Exercise requirements:
Please answer these questions about the battery-leak thread, which follows:
(a) How many of the AA batteries on the telescope's motor drive had leaked?
(b) What product did Mr Happy recently use on hardened corrosion?
(c) Why did Lynx_Arc give up on replating damaged contacts?

-- Given text start --

# Alkaline battery leaks- how to restore corroded terminals?



## Mr Bigglow (Nov 9, 2011)

This has happened on my Celestron 4" astronomical telescope, not a light-generating but rather a light-gathering device, if you will, and more expensive than any flashlight I ever hope to own. I hadn't had the thing out of the closet for quite a while and then, glimpsing its case on the shelf, had an awful feeling (call it a loving father's instinct)- and sure enough, two of the four alkaline AAs on the motor drive had leaked, corroding and blackening the terminals [if perchance you don't know, the motor drive in the base of such a scope turns it and keeps the scope focused on the same spot in the sky, otherwise the view moves as the earth turns, making the motor drive VERY handy). Normally, with alkaline batteries, I clean the corrosion off and swab with vinegar (the anti-alkaline!) to stop further damage, then polish the damaged metal and test. But I haven't tested the 'scope with new batteries because I'm afraid I won't like the result... or the hundred dollar repair job. Does anyone have any advanced tips on repairing such battery terminal damage?


----------



## Mr Happy (Nov 9, 2011)

There's no magic. You have to wash away any wet electrolyte and soft deposits using damp swabs or by rinsing under a tap if you can disassemble the battery compartment and separate it from the rest of the device. Then you have to clean away any hardened corrosion using swabs soaked in vinegar, or stronger stuff (I recently used CLR calcium lime rust remover). Make sure to do a final rinse with distilled water. Finally you have to repair any corrosion damage to the underlying metal if needs be. If the corrosion was bad you might consider touching up the surface of the springs with some solder to restore a shiny contact surface.

If the leak was extensive you should disassemble the battery compartment to look for any damage beyond or out of sight.

Lastly, start using eneloops instead of alkaline batteries.


----------



## Mr Bigglow (Nov 9, 2011)

Good advice all round Mr Happy. What worries me is that in the past I've had blackened terminals (in headlamps, actually) that no amount of anything could induce to carry a current again. That's what I'm afraid of here. The eneloops suggestion is of course very good under the circs- the commitment of that brand of batteries to something I only use rarely these days wouldn't have seemed worth it before this happened, but now strikes me as a great idea.


----------



## Lynx_Arc (Nov 9, 2011)

I once thought about replating contacts that were damaged by battery leakage but found the initial investment cost was prohibitive. Like Mr. Happy said you just have to work it out cleaning and polishing them till they work properly. If you can somehow take things apart and find a way to replace damaged parts that would be great but I find the wide variety of contacts and springs used make it nearly impossible to find a match when it comes to replacement parts. One thing you can do after the repair is to use some sort of coating agent on the contacts which could protect it some from further leaks but IMO anything that is rather expensive you should consider lithium primaries or nimh instead of alkaline as even if the risk of leakage is small the damage resulting offsets the cost of leak resistant batteries.

-- Given text end --
-- Collected data start --

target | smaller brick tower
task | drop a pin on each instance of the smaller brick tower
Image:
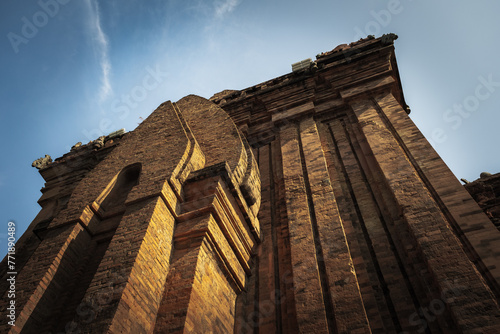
(150, 232)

-- Collected data end --

Output for this exercise:
(a) Two of the four.
(b) CLR calcium lime rust remover.
(c) The initial investment cost was prohibitive.